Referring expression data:
□ □ □

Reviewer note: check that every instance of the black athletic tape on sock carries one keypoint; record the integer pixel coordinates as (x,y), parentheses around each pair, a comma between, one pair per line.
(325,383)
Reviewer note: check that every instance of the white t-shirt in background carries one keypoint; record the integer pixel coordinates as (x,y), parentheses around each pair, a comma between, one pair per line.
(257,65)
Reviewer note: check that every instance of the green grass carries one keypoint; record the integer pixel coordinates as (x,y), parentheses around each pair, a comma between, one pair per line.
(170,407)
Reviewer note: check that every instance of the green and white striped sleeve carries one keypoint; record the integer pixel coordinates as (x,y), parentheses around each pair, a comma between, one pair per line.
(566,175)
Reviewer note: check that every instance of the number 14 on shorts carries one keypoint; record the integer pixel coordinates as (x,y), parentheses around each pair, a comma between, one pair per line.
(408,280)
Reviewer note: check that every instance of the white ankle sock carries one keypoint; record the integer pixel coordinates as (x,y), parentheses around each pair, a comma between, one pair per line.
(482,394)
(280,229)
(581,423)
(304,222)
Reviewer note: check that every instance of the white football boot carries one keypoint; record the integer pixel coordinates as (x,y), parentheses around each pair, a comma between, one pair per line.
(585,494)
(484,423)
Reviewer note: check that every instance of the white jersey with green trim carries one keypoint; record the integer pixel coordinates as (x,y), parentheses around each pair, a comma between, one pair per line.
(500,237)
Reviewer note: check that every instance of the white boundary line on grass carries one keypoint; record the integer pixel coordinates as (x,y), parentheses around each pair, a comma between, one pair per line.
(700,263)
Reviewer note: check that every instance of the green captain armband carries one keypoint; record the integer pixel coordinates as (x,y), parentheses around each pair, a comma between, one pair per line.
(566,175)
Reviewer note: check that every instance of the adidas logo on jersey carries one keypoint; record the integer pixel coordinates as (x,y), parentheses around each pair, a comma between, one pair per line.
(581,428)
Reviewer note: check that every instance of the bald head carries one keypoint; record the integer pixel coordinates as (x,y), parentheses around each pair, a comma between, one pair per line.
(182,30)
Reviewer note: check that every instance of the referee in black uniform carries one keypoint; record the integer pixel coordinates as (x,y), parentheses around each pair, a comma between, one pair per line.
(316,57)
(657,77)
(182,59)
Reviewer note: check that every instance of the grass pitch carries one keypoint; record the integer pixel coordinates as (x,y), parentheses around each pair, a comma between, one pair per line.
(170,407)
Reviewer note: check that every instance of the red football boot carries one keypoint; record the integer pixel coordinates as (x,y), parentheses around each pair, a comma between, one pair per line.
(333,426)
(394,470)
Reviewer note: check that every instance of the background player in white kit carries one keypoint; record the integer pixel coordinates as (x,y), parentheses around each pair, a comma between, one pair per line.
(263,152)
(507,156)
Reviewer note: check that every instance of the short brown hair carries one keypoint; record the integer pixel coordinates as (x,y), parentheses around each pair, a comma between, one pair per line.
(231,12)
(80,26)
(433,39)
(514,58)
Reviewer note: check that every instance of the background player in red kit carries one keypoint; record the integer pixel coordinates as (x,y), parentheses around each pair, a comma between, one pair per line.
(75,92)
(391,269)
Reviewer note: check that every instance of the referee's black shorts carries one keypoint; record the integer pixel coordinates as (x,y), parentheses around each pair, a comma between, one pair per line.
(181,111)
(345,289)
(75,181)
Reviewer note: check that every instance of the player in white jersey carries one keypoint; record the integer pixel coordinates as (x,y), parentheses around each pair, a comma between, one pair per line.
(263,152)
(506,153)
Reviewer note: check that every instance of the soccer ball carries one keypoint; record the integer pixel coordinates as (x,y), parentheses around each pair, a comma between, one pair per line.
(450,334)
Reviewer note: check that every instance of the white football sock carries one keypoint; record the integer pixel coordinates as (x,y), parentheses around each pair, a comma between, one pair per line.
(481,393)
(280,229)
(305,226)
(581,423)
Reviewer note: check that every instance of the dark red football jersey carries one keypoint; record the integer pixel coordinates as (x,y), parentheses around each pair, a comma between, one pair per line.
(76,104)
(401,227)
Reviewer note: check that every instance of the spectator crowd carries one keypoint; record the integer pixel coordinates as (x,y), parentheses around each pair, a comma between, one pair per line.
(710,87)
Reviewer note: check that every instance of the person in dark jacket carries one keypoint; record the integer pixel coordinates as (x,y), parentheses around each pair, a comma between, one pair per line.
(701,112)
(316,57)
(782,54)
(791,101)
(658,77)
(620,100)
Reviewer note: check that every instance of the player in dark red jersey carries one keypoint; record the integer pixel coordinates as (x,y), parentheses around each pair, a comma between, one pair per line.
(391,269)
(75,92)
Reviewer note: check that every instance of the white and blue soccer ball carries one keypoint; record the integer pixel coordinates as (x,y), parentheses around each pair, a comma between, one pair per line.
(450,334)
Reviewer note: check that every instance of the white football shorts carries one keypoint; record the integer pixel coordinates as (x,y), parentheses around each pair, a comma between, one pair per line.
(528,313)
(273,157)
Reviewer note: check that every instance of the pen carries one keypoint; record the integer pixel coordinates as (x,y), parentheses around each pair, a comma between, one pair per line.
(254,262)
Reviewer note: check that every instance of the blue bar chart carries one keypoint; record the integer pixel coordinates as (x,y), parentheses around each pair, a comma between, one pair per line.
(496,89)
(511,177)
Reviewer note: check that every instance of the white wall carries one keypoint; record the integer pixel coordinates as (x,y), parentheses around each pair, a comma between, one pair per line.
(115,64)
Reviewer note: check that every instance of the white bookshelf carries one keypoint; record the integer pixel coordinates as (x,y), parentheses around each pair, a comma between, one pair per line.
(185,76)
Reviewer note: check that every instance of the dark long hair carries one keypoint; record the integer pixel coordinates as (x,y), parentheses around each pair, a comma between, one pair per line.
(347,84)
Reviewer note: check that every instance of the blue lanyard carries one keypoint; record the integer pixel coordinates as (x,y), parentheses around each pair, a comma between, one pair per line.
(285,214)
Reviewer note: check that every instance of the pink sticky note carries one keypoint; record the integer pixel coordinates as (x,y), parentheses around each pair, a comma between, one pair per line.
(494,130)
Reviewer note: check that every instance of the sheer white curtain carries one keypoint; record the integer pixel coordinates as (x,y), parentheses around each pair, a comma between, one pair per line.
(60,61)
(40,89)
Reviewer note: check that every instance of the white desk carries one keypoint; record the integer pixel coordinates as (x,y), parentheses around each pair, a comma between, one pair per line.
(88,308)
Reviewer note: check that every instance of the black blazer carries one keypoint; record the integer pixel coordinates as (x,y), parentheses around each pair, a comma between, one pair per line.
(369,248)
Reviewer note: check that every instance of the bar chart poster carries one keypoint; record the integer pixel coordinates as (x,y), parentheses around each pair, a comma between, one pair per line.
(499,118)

□ □ □

What you should do: Reproduce every record above exactly.

Output below:
Reviewer note: check that every instance of the black athletic tape on sock carries one keypoint; record the integer pixel coordinates as (x,y), parentheses around each pair, a comma between, one pair per line.
(325,383)
Reviewer note: check that every instance of the white t-shirt in background carries one keypoint; record the integer pixel coordinates as (x,y), parentheses around each pair, a comma between, one pair per line.
(257,65)
Reviewer note: check that every instance of the green grass carries one keypoint; record the integer pixel coordinates as (x,y), parentheses around each pair, a comma between, one pair per line.
(170,407)
Reviewer note: check that every instance of the green and white striped sleeve carries one keypoint; record the integer pixel coordinates as (x,y), parentheses around each pair, a comma between, one pair per line.
(566,175)
Reviewer note: check that every instance of the number 14 on shorts carries one keypoint; record the integer pixel coordinates as (x,y), parentheses around each pair, a comma between, one pair per line.
(408,280)
Reviewer note: check that every instance of the white ankle sock carries one keypoint; record the integer pixel coordinates as (x,y), parentheses around each pair, a comma between, one pair per line.
(482,394)
(280,229)
(581,423)
(304,222)
Reviewer note: check that every instance of the white football boot carries one keypoint; record the integer pixel coordinates as (x,y), parentheses around each pair, a comma between, one pair per line.
(585,494)
(484,423)
Reviewer note: check that every instance of the white jersey with green trim carries one keypoint; record the integer pixel coordinates as (x,y), parentheses around each pair, a comma between, one pair per line.
(500,237)
Reviewer note: check that every instance of the white boundary line on grass carries one keypoint; record the integer pixel coordinates as (x,y), parentheses around each pair, a comma between, one pair per line.
(700,263)
Reviewer note: check that every instance of the green captain armband carries one keypoint; record the integer pixel coordinates as (x,y), parentheses around each pair, a comma between, one pair per line.
(566,175)
Reviewer note: check that every instance of the adidas logo on jersey carries one keypoint; record the integer pixel coordinates as (x,y), parentheses around each pair, a comma between, one pair per line.
(581,428)
Reviewer note: check that every instance of the bald head carries one keypoint; record the integer pixel coordinates as (x,y), parentheses around each pair, a comma between, one pair per line.
(182,30)
Reviewer note: check that every instance of the referee in black uniform carries one keypoint; record the integer pixel coordinates as (x,y), parentheses around each pair, a comma between, one pair per line.
(316,57)
(657,77)
(182,59)
Reviewer note: check that every instance of the grass pitch carries one keypoint; record the integer pixel coordinates as (x,y), parentheses around each pair, a comma between, one pair per line.
(170,407)
Reviewer note: check that every instance of the red football boot carries one keypoint; record the integer pixel coordinates as (x,y), parentheses around each pair, a comma between, one pair per line.
(333,426)
(394,470)
Reviewer note: check that every instance of the background player in white kit carries one keypoint; record the integer pixel coordinates as (x,y), parentheses around each pair, a comma between, one pair per line.
(263,152)
(507,156)
Reviewer note: check that every instance of the short brown hair carries one keypoint; record the integer pixel coordinates as (x,y), parentheses around each pair, a comma between, one pair per line.
(231,12)
(80,26)
(433,39)
(514,58)
Reviewer note: check that every instance of the background player in red kit carries one keypoint; record the integer pixel coordinates as (x,y), parentheses around each pair, a comma between, one pair per line.
(75,92)
(391,269)
Reviewer note: check that every instance of the referee's black shorts carries one keypoint; record the integer pixel coordinates as (x,y), parentheses around each pair, a comma between, one pair per line.
(181,111)
(345,289)
(75,181)
Reviewer note: check that every instance of the player in white jersey carries one keypoint; record the integer pixel coordinates as (x,y), parentheses around each pair, a comma between, one pair per line.
(263,152)
(506,153)
Reviewer note: check that every instance of the soccer ball carries one keypoint; record the integer pixel coordinates as (x,y), parentheses around each pair, a comma between, one pair per line.
(450,334)
Reviewer note: check that every instance of the white football sock carries one keypoint; record the integer pixel coordinates as (x,y), parentheses around each pair, a comma between, one pair per line.
(481,393)
(280,229)
(305,226)
(581,423)
Reviewer note: check that every instance of the dark red football jersey carries one keypoint; record the integer pixel coordinates as (x,y), parentheses around each pair, a comma between, one pair per line.
(76,104)
(401,227)
Reviewer note: check that every instance of the spectator crowd carries one keypoint; record the integer pixel coordinates as (x,y), parentheses around each pair, a comma between, one pair per line.
(710,87)
Reviewer note: check that every instance of the person in dark jacket carries one keypoint; record the integer pixel coordinates as (x,y), parentheses around each pair, a comma between, one pair per line.
(701,112)
(316,57)
(782,54)
(791,101)
(658,77)
(620,100)
Reviewer note: check that every instance of the player in dark red jersey carries one keypoint; record the integer pixel coordinates as (x,y), parentheses around each pair, a comma between, one pair per line.
(391,269)
(75,92)
Reviewer note: check that every instance of the white and blue soccer ball carries one keypoint; record the integer pixel coordinates as (x,y), parentheses around each pair, a comma between, one pair per line.
(450,334)
Reviewer note: check that every instance of the white football shorts carries one keypoint; record the integer pixel coordinates as (x,y), parentheses around each pair, a comma between, one pair per line.
(528,313)
(273,157)
Reviewer note: check that every instance of the pen carries one keypoint; record the integer pixel coordinates as (x,y), parentheses around each pair, a comma between, one pair per line.
(254,262)
Reviewer note: check that every instance of the blue bar chart carries one keypoint; record the integer pixel coordinates as (x,y), parentheses around each pair, a comma between, one pair per line.
(496,89)
(511,177)
Reviewer note: check that every instance of the white wall carries one keypoint; record the integer pixel coordinates as (x,y), parentheses around each pair, a comma between, one pair per line.
(115,64)
Reviewer note: check that every instance of the white bookshelf carries one keypoint; record the integer pixel coordinates as (x,y), parentheses around each pair, a comma between, one pair per line.
(185,76)
Reviewer note: check that every instance of the dark long hair carries one keypoint; record the integer pixel coordinates as (x,y), parentheses around each pair, a comma between, one pair per line.
(347,84)
Reviewer note: check that every instance of the blue lanyard carries one keypoint; record the integer pixel coordinates as (x,y), parentheses around each pair, a comma between, one pair per line.
(285,214)
Reviewer note: check that every instance of the pink sticky note carries one keypoint; record the integer pixel coordinates as (x,y), parentheses around each pair, a comma between, one pair per line.
(494,130)
Reviewer note: check that every instance of the sheer white curtain carries one keypoint; record the integer pixel coordinates as (x,y), parentheses around each pair, a comma between, one pair per line.
(60,61)
(40,89)
Reviewer note: check that every instance of the white desk carries one keypoint; record the integer pixel coordinates as (x,y), parentheses around each pair, a comma between, one pair per line.
(88,308)
Reviewer note: check that every instance of the black blazer carries one keypoint; record the integer pixel coordinates as (x,y), parentheses around each pair, a comma between, one pair per line.
(369,248)
Reviewer note: check that every instance of the bar chart poster carries one keypoint; record the integer pixel coordinates as (x,y), parentheses around each pair, a comma between, one pair per line.
(499,118)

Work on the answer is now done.